Locate each line of the records that contains the string "hair", matching case, and copy those lines out in full.

** begin **

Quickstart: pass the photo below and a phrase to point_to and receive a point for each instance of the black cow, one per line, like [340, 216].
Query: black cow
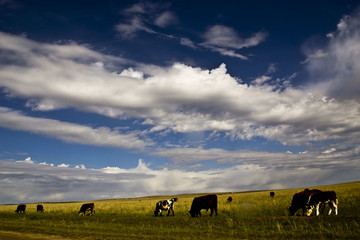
[87, 207]
[21, 208]
[300, 200]
[322, 198]
[165, 205]
[204, 202]
[40, 208]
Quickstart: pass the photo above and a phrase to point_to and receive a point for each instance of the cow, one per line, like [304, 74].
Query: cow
[21, 208]
[322, 198]
[300, 200]
[165, 205]
[204, 202]
[87, 207]
[40, 208]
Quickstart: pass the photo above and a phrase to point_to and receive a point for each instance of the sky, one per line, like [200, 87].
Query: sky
[114, 99]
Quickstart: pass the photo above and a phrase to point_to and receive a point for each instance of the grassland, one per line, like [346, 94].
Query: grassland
[251, 215]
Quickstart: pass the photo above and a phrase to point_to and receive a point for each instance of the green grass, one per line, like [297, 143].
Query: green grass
[250, 215]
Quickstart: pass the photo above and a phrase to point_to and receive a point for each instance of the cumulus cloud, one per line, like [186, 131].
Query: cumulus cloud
[335, 67]
[21, 182]
[178, 98]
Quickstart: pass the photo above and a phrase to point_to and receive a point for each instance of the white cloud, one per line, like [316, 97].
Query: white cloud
[27, 160]
[35, 182]
[225, 40]
[187, 42]
[329, 150]
[81, 166]
[165, 19]
[178, 98]
[145, 16]
[223, 36]
[63, 165]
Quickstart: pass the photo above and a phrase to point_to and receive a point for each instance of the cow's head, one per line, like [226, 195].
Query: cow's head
[308, 210]
[192, 213]
[292, 210]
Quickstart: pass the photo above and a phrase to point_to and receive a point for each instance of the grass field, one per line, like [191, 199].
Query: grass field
[251, 215]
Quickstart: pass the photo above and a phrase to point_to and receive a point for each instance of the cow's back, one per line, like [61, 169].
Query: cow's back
[301, 199]
[203, 202]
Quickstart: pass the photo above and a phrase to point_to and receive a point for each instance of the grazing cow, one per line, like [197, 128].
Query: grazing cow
[165, 205]
[87, 207]
[39, 208]
[324, 198]
[300, 200]
[21, 208]
[204, 202]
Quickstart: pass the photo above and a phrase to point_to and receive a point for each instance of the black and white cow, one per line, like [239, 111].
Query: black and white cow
[21, 208]
[165, 205]
[87, 207]
[320, 198]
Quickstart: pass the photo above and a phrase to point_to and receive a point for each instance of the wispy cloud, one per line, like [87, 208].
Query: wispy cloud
[36, 182]
[226, 40]
[178, 98]
[145, 16]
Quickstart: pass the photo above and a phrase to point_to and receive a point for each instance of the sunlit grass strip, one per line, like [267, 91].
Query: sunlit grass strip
[250, 215]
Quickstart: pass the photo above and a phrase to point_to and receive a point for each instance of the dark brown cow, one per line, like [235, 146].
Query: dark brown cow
[204, 202]
[322, 198]
[87, 207]
[21, 208]
[40, 208]
[300, 200]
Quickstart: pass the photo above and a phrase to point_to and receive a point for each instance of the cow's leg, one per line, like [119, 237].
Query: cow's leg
[332, 206]
[317, 209]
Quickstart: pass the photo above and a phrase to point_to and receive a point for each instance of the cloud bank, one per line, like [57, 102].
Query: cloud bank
[178, 98]
[30, 182]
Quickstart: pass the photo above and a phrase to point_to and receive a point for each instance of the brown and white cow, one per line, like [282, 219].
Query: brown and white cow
[165, 205]
[204, 202]
[300, 200]
[87, 207]
[21, 208]
[322, 198]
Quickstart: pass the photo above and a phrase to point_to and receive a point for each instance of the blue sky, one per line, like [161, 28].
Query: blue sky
[107, 99]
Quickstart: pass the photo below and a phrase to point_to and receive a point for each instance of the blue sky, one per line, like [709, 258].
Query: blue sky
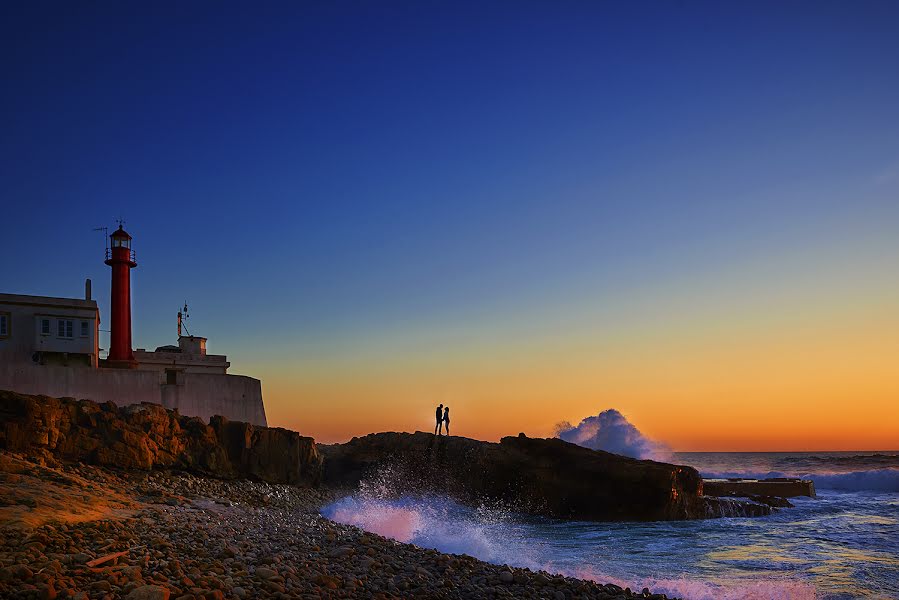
[319, 175]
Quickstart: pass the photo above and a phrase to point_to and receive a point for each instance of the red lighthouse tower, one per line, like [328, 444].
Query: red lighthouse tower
[121, 258]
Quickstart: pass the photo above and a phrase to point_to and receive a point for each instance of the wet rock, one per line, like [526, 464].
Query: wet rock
[149, 592]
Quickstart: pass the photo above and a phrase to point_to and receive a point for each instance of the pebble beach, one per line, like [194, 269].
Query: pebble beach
[79, 531]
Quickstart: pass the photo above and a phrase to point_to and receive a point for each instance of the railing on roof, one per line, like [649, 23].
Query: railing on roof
[132, 256]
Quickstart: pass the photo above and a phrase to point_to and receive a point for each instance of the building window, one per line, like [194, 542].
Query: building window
[65, 328]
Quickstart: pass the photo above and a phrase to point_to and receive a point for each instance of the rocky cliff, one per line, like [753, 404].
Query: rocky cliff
[146, 436]
[541, 476]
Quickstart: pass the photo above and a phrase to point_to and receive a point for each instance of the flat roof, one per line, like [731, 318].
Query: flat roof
[48, 301]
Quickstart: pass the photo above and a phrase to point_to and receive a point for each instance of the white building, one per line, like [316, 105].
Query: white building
[50, 346]
[49, 331]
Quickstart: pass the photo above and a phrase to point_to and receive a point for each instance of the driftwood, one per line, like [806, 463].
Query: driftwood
[107, 558]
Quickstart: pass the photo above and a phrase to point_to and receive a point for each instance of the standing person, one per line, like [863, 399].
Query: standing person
[439, 425]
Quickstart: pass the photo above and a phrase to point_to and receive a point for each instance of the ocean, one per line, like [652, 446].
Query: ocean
[842, 544]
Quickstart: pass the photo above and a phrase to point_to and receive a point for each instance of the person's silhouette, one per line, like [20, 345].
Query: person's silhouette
[438, 428]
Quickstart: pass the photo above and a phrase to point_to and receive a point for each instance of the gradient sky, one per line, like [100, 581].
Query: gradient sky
[530, 211]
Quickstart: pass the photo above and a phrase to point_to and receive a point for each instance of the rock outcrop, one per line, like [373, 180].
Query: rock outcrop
[540, 476]
[147, 436]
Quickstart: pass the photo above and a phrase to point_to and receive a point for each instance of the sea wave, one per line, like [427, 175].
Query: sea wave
[869, 480]
[439, 523]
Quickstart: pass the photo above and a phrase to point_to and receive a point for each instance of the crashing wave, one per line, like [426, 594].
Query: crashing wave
[870, 480]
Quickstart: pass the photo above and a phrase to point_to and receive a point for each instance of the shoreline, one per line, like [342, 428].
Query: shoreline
[172, 534]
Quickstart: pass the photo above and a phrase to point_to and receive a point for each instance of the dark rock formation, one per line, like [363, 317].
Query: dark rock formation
[540, 476]
[146, 436]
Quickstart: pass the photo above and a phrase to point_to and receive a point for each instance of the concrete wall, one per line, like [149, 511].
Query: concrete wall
[236, 397]
[26, 337]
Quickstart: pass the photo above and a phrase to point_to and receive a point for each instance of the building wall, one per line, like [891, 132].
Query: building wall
[236, 397]
[190, 363]
[206, 394]
[25, 335]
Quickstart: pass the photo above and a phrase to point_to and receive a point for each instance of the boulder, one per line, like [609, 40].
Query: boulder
[147, 436]
[540, 476]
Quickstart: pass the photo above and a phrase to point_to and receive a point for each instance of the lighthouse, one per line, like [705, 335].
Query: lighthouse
[121, 258]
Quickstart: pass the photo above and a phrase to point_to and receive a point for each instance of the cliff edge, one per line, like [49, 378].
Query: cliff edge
[147, 436]
[539, 476]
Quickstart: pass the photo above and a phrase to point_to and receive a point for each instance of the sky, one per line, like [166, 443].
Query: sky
[528, 211]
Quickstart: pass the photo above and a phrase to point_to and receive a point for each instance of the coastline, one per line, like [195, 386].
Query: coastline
[176, 535]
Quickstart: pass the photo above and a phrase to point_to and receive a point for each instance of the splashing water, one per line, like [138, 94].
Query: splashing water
[612, 432]
[840, 545]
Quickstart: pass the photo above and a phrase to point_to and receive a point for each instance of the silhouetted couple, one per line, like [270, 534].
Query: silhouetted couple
[442, 419]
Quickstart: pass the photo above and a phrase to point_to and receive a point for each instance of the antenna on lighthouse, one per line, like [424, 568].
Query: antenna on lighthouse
[105, 231]
[182, 315]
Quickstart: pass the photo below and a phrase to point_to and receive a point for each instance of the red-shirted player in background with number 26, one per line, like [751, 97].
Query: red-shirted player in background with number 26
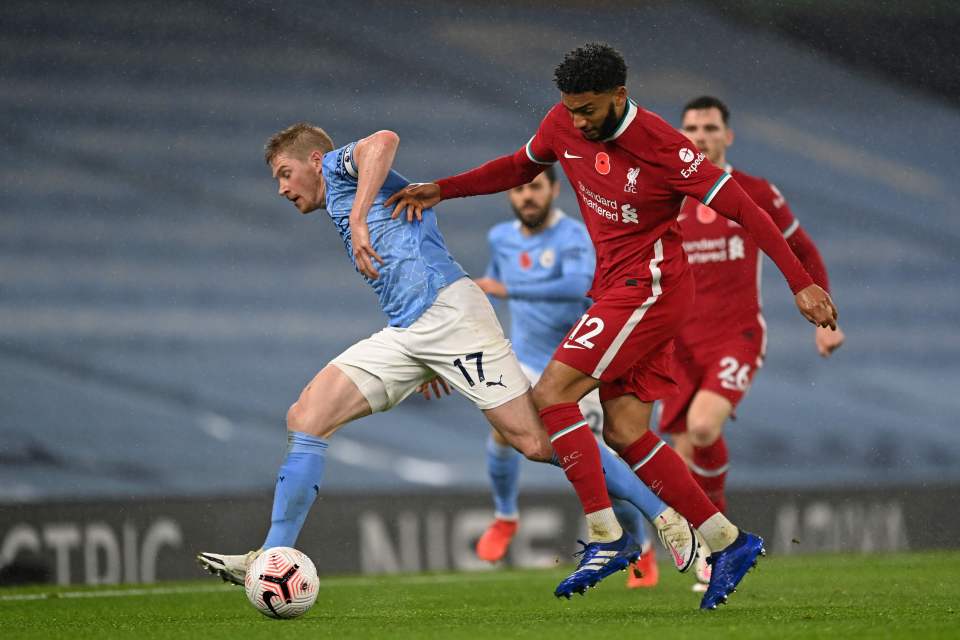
[631, 172]
[722, 344]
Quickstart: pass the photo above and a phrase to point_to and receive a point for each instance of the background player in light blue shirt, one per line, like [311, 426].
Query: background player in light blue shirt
[542, 263]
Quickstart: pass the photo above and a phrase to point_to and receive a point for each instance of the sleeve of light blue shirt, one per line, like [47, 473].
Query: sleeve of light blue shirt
[493, 269]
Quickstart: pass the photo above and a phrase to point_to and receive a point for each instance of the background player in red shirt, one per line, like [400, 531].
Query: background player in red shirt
[631, 172]
[722, 344]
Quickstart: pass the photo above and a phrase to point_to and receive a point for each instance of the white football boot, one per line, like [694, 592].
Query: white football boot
[230, 568]
[678, 537]
[701, 568]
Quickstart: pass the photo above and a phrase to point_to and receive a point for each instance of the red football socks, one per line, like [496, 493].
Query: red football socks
[665, 472]
[709, 469]
[577, 452]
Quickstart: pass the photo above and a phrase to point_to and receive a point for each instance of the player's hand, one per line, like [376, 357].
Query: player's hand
[438, 384]
[492, 287]
[415, 198]
[816, 306]
[363, 252]
[828, 340]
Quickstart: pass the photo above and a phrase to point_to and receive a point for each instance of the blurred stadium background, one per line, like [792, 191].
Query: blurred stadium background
[160, 307]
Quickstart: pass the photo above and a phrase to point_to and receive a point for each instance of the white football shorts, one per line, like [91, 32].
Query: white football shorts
[458, 338]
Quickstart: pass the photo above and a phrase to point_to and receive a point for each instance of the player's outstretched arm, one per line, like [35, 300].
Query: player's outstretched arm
[825, 339]
[373, 156]
[814, 303]
[505, 172]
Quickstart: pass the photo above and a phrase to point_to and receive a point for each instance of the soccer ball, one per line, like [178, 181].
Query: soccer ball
[282, 583]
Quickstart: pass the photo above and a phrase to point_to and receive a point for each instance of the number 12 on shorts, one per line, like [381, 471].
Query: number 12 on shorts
[478, 356]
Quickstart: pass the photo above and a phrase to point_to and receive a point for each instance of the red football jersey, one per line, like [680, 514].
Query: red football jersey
[726, 262]
[630, 188]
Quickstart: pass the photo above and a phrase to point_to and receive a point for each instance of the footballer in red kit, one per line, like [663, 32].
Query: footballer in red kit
[631, 172]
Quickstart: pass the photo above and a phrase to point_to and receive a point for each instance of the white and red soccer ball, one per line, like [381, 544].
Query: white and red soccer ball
[282, 583]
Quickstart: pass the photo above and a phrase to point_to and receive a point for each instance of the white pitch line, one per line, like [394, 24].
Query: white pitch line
[333, 582]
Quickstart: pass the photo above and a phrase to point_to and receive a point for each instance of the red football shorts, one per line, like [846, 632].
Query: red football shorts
[725, 367]
[626, 339]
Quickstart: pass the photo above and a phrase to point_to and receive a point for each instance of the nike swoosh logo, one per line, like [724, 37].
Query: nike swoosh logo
[267, 597]
[677, 559]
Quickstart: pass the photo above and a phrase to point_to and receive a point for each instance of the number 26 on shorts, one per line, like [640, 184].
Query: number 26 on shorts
[733, 376]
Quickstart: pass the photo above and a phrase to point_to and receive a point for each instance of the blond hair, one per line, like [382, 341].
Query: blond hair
[298, 141]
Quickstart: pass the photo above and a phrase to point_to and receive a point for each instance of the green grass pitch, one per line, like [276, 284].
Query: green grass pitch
[837, 597]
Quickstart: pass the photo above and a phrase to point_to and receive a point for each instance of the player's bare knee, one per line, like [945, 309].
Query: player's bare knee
[295, 417]
[616, 439]
[703, 433]
[542, 396]
[301, 417]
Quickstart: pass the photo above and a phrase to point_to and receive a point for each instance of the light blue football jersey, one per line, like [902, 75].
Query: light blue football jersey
[416, 263]
[547, 276]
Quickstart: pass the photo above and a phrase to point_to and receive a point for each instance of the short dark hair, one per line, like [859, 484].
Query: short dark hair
[708, 102]
[551, 173]
[595, 67]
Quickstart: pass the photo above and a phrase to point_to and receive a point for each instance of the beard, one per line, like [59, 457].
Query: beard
[531, 220]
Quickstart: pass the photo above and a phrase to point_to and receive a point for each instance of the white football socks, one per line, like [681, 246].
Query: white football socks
[718, 532]
[603, 526]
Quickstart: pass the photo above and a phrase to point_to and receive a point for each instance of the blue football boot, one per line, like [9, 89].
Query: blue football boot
[597, 561]
[728, 566]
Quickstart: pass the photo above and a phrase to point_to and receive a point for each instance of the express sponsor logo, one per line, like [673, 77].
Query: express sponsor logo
[694, 166]
[602, 163]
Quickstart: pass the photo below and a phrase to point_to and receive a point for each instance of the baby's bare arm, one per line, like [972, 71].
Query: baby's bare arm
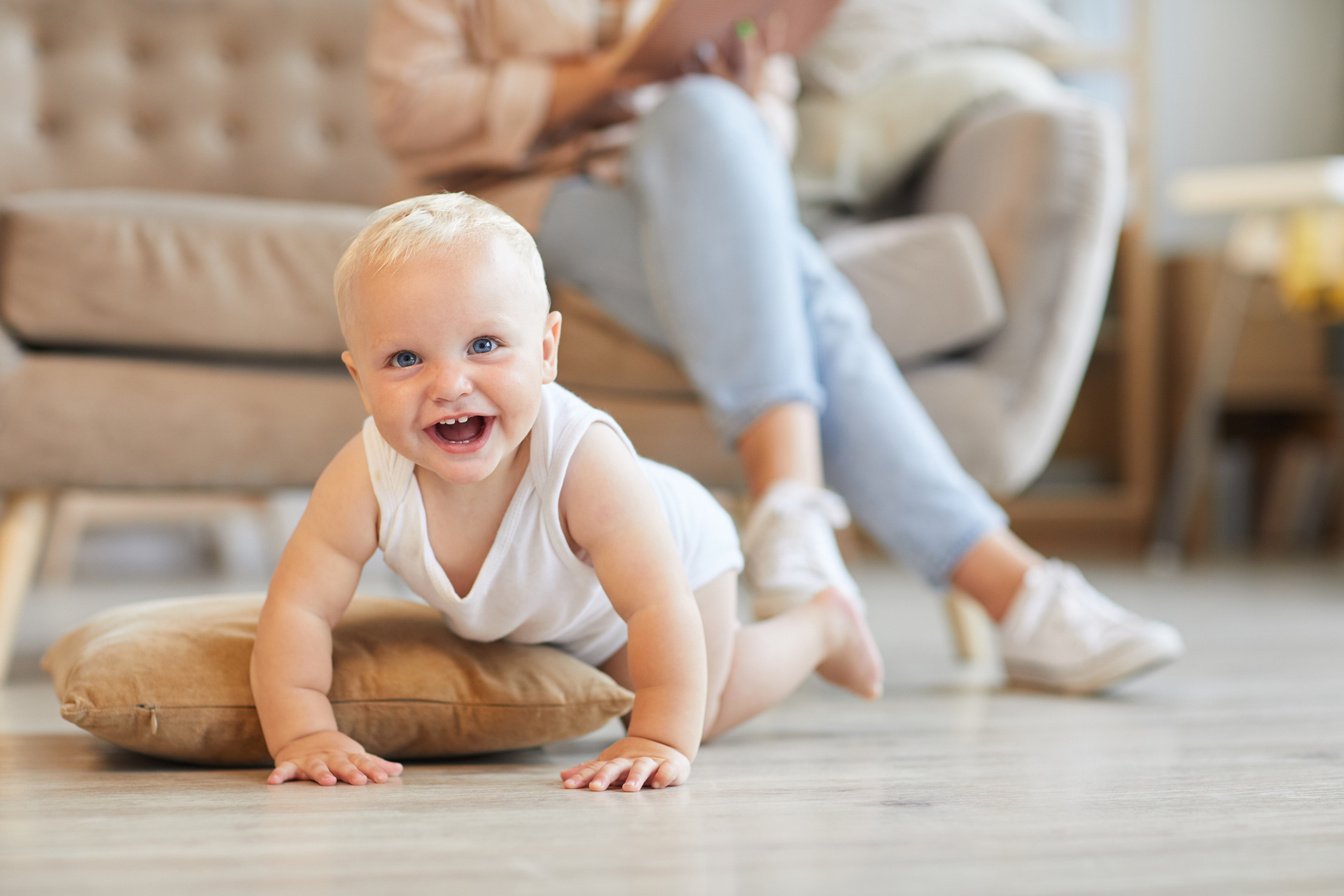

** end **

## THE OUTPUT
Quickstart: pass the photo above and a phrase to point_to and receive a point for each instance of the blond hair, one per line, like [382, 341].
Query: blond hair
Quickstart: pass the photo above and a phrase to point_to and receive a point for each instance of the short dark hair, one per line, like [859, 484].
Query: short dark hair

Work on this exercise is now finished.